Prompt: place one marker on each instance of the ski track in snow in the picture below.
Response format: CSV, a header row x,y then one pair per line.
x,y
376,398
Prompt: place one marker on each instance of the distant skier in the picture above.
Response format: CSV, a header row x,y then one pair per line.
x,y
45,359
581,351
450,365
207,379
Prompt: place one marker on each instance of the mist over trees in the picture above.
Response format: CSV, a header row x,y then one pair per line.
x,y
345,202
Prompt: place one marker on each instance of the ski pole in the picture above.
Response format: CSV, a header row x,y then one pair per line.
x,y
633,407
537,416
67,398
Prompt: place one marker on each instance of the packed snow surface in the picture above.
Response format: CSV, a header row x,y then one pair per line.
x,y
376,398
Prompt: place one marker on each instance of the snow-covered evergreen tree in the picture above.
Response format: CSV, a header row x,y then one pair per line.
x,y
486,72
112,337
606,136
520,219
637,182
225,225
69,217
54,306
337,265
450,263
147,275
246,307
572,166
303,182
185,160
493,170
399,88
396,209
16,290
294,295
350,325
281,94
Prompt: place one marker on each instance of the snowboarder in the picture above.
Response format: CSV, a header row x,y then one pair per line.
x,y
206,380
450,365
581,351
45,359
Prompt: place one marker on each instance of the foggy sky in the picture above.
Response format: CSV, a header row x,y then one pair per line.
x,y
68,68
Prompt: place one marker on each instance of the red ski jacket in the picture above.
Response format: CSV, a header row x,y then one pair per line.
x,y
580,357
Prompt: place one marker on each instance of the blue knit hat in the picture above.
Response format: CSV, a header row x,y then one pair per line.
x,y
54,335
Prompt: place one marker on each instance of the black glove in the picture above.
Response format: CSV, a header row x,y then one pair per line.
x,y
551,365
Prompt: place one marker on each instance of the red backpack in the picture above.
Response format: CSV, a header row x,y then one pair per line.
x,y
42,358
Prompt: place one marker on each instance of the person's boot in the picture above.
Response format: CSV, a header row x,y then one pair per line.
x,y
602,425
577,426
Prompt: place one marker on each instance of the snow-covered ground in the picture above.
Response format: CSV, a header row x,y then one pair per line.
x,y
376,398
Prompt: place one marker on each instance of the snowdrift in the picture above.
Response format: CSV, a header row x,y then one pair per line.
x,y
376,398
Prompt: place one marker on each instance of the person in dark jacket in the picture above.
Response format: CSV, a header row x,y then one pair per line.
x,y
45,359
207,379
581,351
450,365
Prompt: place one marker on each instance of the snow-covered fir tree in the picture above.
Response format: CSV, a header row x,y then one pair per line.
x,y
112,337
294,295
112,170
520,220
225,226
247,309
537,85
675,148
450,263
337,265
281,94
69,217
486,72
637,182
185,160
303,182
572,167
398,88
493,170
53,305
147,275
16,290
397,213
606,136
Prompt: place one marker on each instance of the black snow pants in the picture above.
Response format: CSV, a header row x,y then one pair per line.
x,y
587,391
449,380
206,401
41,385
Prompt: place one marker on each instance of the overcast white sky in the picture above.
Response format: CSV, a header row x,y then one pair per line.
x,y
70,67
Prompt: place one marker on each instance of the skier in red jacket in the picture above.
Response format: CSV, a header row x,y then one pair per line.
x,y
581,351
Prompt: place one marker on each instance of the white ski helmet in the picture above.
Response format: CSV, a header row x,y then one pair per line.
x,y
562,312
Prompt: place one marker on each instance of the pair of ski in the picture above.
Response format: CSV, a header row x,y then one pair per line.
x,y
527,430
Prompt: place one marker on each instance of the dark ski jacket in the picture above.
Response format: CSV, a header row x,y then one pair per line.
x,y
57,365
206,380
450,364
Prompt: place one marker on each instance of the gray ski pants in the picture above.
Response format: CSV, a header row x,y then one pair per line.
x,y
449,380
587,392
------------------------------
TASK INSTRUCTIONS: Recast every line of the rows above as a JSON list of strings, with one string for each line and no blank lines.

COMPLETE OUTPUT:
[
  "Prompt: place one marker on each instance of the ski track in snow in the picture below.",
  "Response format: CSV, a header row x,y then one pair per line.",
  "x,y",
  "376,398",
  "Prompt: place one marker on each instance of the distant skier in the picture above.",
  "Response format: CSV, a header row x,y then one pair per line.",
  "x,y",
  "45,359",
  "581,351",
  "450,365",
  "207,379",
  "Prompt: place one marker on each instance of the mist over trees in the picture above.",
  "Response format: CSV, a header row x,y then one pair per line.",
  "x,y",
  "345,202",
  "Prompt: place one marker on each instance of the ski pole in the picture above.",
  "Response format: CSV, a header row x,y then one pair per line.",
  "x,y",
  "633,407",
  "537,416",
  "67,398",
  "Prompt: place one marker on each instance of the packed snow surface in the picture above.",
  "Response format: CSV, a header row x,y then one pair per line.",
  "x,y",
  "376,398",
  "Prompt: place one marker on each instance of the snow-covered evergreen tree in the picture above.",
  "Response format: CSV, a header row x,y then one pair per line.",
  "x,y",
  "486,72",
  "112,337",
  "606,136",
  "520,219",
  "637,182",
  "225,225",
  "69,217",
  "54,306",
  "337,265",
  "450,263",
  "147,275",
  "246,307",
  "572,166",
  "303,182",
  "185,160",
  "493,170",
  "399,88",
  "396,209",
  "16,290",
  "294,295",
  "350,325",
  "281,94",
  "Prompt: place one marker on each instance of the snowboarder in the picture above.",
  "Response format: CSV, a header row x,y then one pair per line.",
  "x,y",
  "206,380",
  "450,365",
  "581,351",
  "45,359",
  "Prompt: place one marker on each instance of the foggy sky in the picture above.",
  "Response format: CSV, a header row x,y then one pair per line.",
  "x,y",
  "68,68",
  "Prompt: place one marker on each instance of the red ski jacket in the picture above.",
  "Response format: CSV, a header row x,y then one pair per line.",
  "x,y",
  "580,357",
  "Prompt: place one marker on each instance of the blue knit hat in the picture above.",
  "Response format: CSV, a header row x,y then one pair per line.",
  "x,y",
  "54,335",
  "Prompt: place one marker on each instance of the black glove in the picture above.",
  "Response format: CSV, a header row x,y then one pair per line.",
  "x,y",
  "551,365",
  "Prompt: place one marker on each instance of the red backpack in the picture above.",
  "Response format: CSV, a header row x,y then one pair per line.",
  "x,y",
  "42,358",
  "Prompt: place one marker on each instance of the person's boot in the picture above.",
  "Response format: CSV, a header row x,y then one pair per line.",
  "x,y",
  "602,425",
  "577,426",
  "Prompt: place one marker on each instance of the snow-covered ground in the picture above.",
  "Response format: CSV, a header row x,y then one pair per line.",
  "x,y",
  "376,398",
  "Prompt: place one marker on each instance of the snowdrift in the picture above.",
  "Response format: CSV, a header row x,y then one pair per line.",
  "x,y",
  "376,398",
  "Prompt: place one marker on each instance of the person in dark jacket in the picture above.",
  "Response format: CSV, a header row x,y then one pair per line.",
  "x,y",
  "45,359",
  "207,379",
  "581,351",
  "450,365",
  "Prompt: place one marker on each instance of the snow-covered fir tree in the picture above.",
  "Response format: CSV, a header row x,y then one pair per line.",
  "x,y",
  "112,337",
  "294,295",
  "112,170",
  "520,220",
  "225,226",
  "247,309",
  "537,85",
  "675,148",
  "450,263",
  "337,265",
  "281,94",
  "69,217",
  "486,72",
  "637,182",
  "185,160",
  "303,182",
  "572,167",
  "398,88",
  "493,170",
  "53,305",
  "147,275",
  "16,290",
  "397,213",
  "606,136",
  "Prompt: place one marker on each instance of the black snow pants in the picture above.",
  "Response format: CSV, a header row x,y then one pair per line.",
  "x,y",
  "587,391",
  "449,380",
  "206,401",
  "41,385",
  "Prompt: place one marker on each instance of the overcast white sky in the picture above.",
  "Response format: CSV, a header row x,y then one pair per line.",
  "x,y",
  "70,67",
  "Prompt: place one marker on each instance of the skier in red jacket in the picture above.",
  "Response format: CSV, a header row x,y then one pair per line.",
  "x,y",
  "581,351",
  "Prompt: place one marker on each instance of the white ski helmet in the picture above.",
  "Response format: CSV, a header row x,y then one pair per line.",
  "x,y",
  "562,312",
  "Prompt: place one marker on each instance of the pair of ski in the picture above.",
  "Response format: CSV, a header row x,y then one pair per line.",
  "x,y",
  "527,430",
  "Prompt: place one marker on each instance of the dark ski jacket in the picture above.",
  "Response format: CSV, a header row x,y then one pair per line.",
  "x,y",
  "57,365",
  "206,380",
  "450,364",
  "Prompt: place one marker on each instance of the gray ski pants in the picture above.",
  "Response format: CSV, a header row x,y then one pair per line.",
  "x,y",
  "449,380",
  "587,392"
]